(Jobs):
1. From the essay on academic hesitancy, reproduce the passage that begins at the words "Sometimes this tardiness" and stops after the words "fire, another age.".
2. Summarize the essay on academic hesitancy in two sentences.

(Provided passage):
============
Inside the Ivory
Tower, a Painful Hesitancy
October 2001
It is no secret that academics are often slow to recognize a new idea or changed
circumstance. Sometimes that is a good thing: knowledge should not shift wildly
with every small change in the wind. Sometimes it is neither good nor bad. Journalists
write the first draft of history, and scholars write the second or third, and
all drafts are useful in their own way.
Sometimes this tardiness to accept change is nothing less than a betrayal of
the best possibilities and deepest hopes of scholarship. Inside Americas
universities, we are staring just such a moment in the face. On September 11th,
everything changed, and nothing changed.
What changed is that a new ethical and political equation was written in fire for every scholar to see plainly. What did not change is our responsibility to solve that equation honestly. So far, some academics prefer instead to believe that they already know the answer, which is to repeat worn arguments forged in another fire, another age.
After the 11th, some academics have been silent, either because they feel that
now is not the time to speak, or because they hesitate to say what they are
thinking for fear of how old friends and treasured colleagues will react. The
voices that have been heard are mostly those of the usual suspects who jump
to the call for action against racism, against apartheid, against oppression,
against every sin of commission and omission committed by the United States.
I have been one of those usual suspects more often than not. After September
11th, I still oppose oppression. I still want to work for the expansion of human
freedom and justice. In other words, I endorse President Bushs declaration
of war.
I have been saddened and confused by the reaction of colleagues around the U.S.
Many have renounced all violence, though they recently embraced or at least
accepted the just and proportionate use of force to remedy injustice. Suddenly
they believe that it is so important to see the world through the eyes of those
who commit evil that they believe it is impossible to act against those people
or even to judge them. They did not feel the same obligation to the men who
ruled South Africa under apartheid, nor to the American officials who prosecuted
the Vietnam War. Suddenly they believe that the dispassionate analyses of the
causes of terrorism must completely outweigh--even negate--the need for meaningful
condemnation of terrorist acts.
My entire professional life has been devoted to seeking to understand how other
people see themselves and their actions. I still believe in that mission. But
I also believe that it is precisely this effort that makes it possible to pass
judgment upon the actions and beliefs of others. Nothing human should be alien
to me, but once I understand the humanity of others, I am not required to accept
all that comes with it as legitimate. If my knowledge is coupled with wisdom,
I am required to recognize evil when confronted with it, and to act against
it if I can--or to endorse the good faith efforts of others to act.
============
(Data):
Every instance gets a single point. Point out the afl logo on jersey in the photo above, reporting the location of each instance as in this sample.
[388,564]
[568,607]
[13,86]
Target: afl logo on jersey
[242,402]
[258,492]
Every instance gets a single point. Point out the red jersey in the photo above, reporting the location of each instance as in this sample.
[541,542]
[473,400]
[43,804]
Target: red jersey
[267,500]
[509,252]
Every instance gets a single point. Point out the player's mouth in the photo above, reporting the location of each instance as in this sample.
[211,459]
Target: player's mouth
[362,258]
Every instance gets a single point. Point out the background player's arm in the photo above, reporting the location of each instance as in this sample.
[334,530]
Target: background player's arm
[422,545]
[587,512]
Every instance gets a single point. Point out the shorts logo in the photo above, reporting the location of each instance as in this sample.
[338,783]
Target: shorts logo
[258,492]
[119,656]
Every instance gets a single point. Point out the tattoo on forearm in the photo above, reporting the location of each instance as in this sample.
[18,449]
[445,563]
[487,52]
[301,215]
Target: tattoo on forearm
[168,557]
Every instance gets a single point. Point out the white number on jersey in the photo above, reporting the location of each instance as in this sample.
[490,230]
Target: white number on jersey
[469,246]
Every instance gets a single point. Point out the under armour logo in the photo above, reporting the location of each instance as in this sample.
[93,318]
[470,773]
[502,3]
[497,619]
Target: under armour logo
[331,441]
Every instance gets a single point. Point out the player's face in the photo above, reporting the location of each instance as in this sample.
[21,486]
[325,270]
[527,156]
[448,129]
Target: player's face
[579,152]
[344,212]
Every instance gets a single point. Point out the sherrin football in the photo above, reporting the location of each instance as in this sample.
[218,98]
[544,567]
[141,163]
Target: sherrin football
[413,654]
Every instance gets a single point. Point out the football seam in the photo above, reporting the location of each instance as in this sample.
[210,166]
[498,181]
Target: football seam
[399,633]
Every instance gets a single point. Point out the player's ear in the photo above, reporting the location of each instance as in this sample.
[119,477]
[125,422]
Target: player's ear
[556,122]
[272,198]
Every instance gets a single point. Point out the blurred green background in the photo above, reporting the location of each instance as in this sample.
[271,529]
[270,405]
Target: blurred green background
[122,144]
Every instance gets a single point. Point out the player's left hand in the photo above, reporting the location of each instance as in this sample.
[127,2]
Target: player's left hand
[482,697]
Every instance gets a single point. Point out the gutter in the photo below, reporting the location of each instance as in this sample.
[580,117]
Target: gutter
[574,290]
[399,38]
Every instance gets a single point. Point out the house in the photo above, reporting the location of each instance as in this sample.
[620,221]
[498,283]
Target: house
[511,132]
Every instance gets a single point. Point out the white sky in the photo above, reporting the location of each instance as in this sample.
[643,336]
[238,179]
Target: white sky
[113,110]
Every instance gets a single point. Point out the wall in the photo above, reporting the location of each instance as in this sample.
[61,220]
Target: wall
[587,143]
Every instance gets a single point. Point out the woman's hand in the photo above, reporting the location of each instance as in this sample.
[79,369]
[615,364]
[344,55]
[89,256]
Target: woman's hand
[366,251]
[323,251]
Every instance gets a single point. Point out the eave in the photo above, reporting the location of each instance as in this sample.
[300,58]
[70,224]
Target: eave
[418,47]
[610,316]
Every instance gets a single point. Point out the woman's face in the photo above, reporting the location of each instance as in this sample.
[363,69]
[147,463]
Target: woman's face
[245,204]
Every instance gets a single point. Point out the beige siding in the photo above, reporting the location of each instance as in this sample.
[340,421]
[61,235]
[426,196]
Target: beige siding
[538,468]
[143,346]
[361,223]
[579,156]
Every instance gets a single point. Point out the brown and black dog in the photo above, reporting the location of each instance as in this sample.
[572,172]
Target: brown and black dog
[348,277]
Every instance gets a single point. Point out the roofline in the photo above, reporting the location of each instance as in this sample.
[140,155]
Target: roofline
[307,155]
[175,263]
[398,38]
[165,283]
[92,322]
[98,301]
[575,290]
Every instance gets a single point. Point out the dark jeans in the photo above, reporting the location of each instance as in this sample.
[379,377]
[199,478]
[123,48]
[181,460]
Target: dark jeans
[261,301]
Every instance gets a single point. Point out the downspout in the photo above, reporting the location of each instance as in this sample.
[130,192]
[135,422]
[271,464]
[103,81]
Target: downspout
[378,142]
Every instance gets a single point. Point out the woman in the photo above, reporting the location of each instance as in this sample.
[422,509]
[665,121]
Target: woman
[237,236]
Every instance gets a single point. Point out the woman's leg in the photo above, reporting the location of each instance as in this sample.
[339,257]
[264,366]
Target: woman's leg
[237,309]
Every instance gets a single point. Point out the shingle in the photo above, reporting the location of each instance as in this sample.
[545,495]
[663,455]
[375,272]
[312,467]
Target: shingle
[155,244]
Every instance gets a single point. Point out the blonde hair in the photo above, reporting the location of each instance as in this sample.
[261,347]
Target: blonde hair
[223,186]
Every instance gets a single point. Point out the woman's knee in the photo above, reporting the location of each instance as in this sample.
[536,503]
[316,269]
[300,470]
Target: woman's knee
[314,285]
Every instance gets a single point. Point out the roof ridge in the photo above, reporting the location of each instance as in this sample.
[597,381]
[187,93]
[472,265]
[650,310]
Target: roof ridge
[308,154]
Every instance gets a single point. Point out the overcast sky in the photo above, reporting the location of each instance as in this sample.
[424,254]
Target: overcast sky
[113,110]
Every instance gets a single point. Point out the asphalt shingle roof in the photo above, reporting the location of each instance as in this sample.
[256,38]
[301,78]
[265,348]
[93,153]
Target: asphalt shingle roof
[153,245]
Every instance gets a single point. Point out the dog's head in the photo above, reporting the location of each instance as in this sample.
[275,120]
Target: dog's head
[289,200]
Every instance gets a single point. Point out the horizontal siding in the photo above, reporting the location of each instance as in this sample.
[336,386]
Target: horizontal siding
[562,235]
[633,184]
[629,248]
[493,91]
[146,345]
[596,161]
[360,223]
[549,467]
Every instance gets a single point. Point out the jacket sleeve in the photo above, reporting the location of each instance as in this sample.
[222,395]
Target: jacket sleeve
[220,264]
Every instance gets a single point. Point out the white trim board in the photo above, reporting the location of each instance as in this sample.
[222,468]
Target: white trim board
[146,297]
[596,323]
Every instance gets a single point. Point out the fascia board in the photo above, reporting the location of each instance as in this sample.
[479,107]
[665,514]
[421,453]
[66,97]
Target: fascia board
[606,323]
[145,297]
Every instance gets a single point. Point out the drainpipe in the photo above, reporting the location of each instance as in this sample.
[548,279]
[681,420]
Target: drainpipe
============
(Answers for the exercise):
1.
Sometimes this tardiness to accept change is nothing less than a betrayal of
the best possibilities and deepest hopes of scholarship. Inside Americas
universities, we are staring just such a moment in the face. On September 11th,
everything changed, and nothing changed.
What changed is that a new ethical and political equation was written in fire for every scholar to see plainly. What did not change is our responsibility to solve that equation honestly. So far, some academics prefer instead to believe that they already know the answer, which is to repeat worn arguments forged in another fire, another age.

2. The essay argues that academics' slowness to accept change became a betrayal after September 11th, when some fell silent and others repeated worn arguments against the United States. The author, who still opposes oppression, endorses President Bush's declaration of war and holds that understanding how others see themselves makes it possible to judge evil and act against it.